TASK LIST:
a) Return the passage of the SumPerKey text starting with "(Mastercard, [1, 1]) (Visa, [1, 1])" and going on through "the reduce phase.".
b) According to the SumPerKey text, how can you greatly optimize a data processing pipeline?

___ EXTRACTED TEXT

Because SumPerKey is an associative reduction : magic happens! In fact, it will reduces the data on the mapper side first before sending the aggregated results to the down stream. And because results are already pre-aggregated, the data that will be sent over the network for the final reduction will be greatly limited. So you get the same output but faster.

Magic

Mappers will build key-value pairs

Worker1 Worker2 Worker3
(Visa, 1) (Mastercard, 1) (Visa, 1)
(Mastercard, 1) (Visa, 1) (Mastercard, 1)
(Mastercard, 1) (Visa, 1) (Visa, 1)
(Visa, 1) (Maestro, 1) (Mastercard, 1)
(Visa, 1) (Mastercard, 1) (Maestro, 1)
(Maestro, 1) (Mastercard, 1) (Visa, 1)

Mappers will group elements by key

Worker1 Worker2 Worker3
(Visa, [1, 1, 1]) (Mastercard, [1, 1, 1]) (Visa, [1, 1, 1])
(Mastercard, [1, 1]) (Visa, [1, 1]) (Mastercard, [1, 1])
(Maestro, [1]) (Maestro, [1]) (Maestro, [1]))

Mappers will reduce the data they own locally

Worker1 Worker2 Worker3
(Visa, 3) (Mastercard, 3) (Visa, 3)
(Mastercard, 2) (Visa, 2) (Mastercard, 2)
(Maestro, 1) (Maestro, 1) (Maestro, 1))

And then, here comes the shuffle phase followed by the reduce phase.

Aggregated output

Worker1 Worker2 Worker3
(Visa, 8) (Mastercard, 7) (Maestro, 3)

To sum up

Not all problems that can be solved by GroupByKey can be calculated with SumPerKey / CombinePerKey, in fact they require combining all your values into another value with the exact same type.

But just keep in mind that you can greatly optimise your data processing pipeline by reducing the shuffle as much as possible.

______
___ RAW RECORDS

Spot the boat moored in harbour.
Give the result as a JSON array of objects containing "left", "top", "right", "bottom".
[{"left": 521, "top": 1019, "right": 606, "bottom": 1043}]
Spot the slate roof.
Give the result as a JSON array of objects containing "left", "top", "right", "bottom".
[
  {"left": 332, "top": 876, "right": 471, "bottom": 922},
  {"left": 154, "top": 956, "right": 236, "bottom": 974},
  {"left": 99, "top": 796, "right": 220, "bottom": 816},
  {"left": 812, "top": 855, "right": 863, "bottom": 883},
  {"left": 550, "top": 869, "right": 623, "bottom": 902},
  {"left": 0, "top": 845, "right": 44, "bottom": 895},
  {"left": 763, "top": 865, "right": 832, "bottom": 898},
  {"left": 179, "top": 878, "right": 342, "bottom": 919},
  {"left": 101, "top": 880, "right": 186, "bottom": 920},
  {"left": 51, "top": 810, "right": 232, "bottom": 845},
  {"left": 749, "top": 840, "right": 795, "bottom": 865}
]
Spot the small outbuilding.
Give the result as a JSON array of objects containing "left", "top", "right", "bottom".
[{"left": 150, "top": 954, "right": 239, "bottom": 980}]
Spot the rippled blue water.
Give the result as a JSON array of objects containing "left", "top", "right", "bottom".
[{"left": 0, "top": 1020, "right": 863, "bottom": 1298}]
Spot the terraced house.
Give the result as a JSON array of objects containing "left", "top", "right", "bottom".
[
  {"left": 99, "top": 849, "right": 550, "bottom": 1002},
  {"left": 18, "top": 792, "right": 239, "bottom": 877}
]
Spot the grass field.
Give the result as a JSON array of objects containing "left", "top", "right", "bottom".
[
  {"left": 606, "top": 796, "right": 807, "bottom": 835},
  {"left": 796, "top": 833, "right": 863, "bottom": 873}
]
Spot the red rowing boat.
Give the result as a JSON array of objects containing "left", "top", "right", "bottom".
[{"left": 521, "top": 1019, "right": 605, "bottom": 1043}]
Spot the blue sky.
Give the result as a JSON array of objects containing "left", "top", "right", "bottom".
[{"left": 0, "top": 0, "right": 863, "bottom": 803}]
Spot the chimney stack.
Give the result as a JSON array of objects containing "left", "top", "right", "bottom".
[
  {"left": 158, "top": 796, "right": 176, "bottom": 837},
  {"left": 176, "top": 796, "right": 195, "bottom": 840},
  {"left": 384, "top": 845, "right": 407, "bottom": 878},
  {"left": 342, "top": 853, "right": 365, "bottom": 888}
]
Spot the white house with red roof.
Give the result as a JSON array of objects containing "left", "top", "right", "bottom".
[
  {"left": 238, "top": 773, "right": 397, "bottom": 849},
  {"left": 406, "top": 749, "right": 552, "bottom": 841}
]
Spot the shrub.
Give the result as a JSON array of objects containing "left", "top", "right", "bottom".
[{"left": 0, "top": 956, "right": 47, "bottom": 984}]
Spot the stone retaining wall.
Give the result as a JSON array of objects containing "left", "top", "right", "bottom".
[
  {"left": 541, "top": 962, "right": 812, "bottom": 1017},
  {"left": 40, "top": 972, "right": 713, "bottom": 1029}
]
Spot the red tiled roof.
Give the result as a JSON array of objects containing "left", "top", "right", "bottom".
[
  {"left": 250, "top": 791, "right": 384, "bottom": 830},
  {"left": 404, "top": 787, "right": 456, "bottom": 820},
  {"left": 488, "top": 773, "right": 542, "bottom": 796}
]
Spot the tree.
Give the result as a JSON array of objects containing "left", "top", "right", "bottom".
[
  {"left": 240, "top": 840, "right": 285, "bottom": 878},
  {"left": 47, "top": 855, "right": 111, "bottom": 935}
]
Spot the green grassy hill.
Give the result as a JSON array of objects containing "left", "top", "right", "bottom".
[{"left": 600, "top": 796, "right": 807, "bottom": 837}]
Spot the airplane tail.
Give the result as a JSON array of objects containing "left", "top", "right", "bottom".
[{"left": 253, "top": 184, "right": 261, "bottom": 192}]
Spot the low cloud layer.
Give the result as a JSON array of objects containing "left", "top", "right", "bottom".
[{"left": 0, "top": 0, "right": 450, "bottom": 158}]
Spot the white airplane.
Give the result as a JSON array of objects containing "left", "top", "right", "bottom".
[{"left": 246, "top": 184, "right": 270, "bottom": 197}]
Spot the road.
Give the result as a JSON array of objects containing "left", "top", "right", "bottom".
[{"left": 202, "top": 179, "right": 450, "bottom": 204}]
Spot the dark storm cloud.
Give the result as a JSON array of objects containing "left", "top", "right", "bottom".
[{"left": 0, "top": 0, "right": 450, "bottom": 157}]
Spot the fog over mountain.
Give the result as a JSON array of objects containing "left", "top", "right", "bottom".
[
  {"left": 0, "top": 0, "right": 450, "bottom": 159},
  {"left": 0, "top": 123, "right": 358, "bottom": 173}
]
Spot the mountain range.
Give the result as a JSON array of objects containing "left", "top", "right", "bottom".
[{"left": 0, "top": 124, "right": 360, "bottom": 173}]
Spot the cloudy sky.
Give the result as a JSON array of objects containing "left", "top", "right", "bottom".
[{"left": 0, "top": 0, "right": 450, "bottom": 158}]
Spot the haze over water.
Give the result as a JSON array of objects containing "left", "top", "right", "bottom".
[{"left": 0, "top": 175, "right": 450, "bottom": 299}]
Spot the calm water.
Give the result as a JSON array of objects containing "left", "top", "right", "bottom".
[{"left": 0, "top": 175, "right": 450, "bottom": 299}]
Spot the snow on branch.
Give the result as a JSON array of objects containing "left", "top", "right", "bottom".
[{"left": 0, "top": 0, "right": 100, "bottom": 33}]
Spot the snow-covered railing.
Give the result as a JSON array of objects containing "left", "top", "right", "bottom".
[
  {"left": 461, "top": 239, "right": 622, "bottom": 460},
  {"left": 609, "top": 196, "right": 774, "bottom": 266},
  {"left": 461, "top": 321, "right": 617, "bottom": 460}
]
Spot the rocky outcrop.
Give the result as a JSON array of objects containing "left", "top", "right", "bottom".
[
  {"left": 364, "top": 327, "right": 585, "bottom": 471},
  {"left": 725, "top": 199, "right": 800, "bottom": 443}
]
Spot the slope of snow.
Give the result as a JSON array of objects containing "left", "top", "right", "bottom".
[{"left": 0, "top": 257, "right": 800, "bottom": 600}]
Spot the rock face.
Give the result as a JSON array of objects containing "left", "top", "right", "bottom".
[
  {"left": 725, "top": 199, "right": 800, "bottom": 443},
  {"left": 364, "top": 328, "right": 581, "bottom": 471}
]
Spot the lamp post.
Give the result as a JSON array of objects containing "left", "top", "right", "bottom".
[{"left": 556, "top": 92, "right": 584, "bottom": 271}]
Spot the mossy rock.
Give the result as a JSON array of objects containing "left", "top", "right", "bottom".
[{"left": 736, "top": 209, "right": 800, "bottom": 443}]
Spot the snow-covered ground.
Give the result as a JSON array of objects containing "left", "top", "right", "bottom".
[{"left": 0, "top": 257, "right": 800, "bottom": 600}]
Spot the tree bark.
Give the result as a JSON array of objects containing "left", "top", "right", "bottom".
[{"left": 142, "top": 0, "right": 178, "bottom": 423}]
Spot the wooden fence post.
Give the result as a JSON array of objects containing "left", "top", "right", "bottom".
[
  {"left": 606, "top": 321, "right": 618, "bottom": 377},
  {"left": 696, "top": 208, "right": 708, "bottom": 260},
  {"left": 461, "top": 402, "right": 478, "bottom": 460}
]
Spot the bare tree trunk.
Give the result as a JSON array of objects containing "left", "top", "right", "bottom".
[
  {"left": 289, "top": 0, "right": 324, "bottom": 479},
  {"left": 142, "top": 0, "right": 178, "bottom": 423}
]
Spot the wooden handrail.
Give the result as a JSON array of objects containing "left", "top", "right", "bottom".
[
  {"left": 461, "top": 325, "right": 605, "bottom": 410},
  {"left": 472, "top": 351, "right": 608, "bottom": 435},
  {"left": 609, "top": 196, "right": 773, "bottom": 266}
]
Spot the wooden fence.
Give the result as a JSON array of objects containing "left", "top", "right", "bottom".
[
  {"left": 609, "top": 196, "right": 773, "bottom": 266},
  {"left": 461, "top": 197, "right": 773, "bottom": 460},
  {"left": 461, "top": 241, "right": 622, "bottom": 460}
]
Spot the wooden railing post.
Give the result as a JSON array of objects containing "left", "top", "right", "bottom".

______

EXPECTED ANSWERS:
a)
(Mastercard, [1, 1]) (Visa, [1, 1]) (Mastercard, [1, 1])
(Maestro, [1]) (Maestro, [1]) (Maestro, [1]))

Mappers will reduce the data they own locally

Worker1 Worker2 Worker3
(Visa, 3) (Mastercard, 3) (Visa, 3)
(Mastercard, 2) (Visa, 2) (Mastercard, 2)
(Maestro, 1) (Maestro, 1) (Maestro, 1))

And then, here comes the shuffle phase followed by the reduce phase.

b) By reducing the shuffle as much as possible.